[Records shown]

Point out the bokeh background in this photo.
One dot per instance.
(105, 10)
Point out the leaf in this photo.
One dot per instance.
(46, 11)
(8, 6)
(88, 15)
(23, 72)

[What you will do]
Rewrite the data above as a numbered list, omitting any blank lines.

[Solution for this exercise]
1. Point out the bokeh background in this photo.
2. One dot per instance.
3. (105, 10)
4. Point out the leaf in this photo.
5. One dot per instance.
6. (46, 11)
7. (8, 6)
8. (88, 15)
9. (23, 72)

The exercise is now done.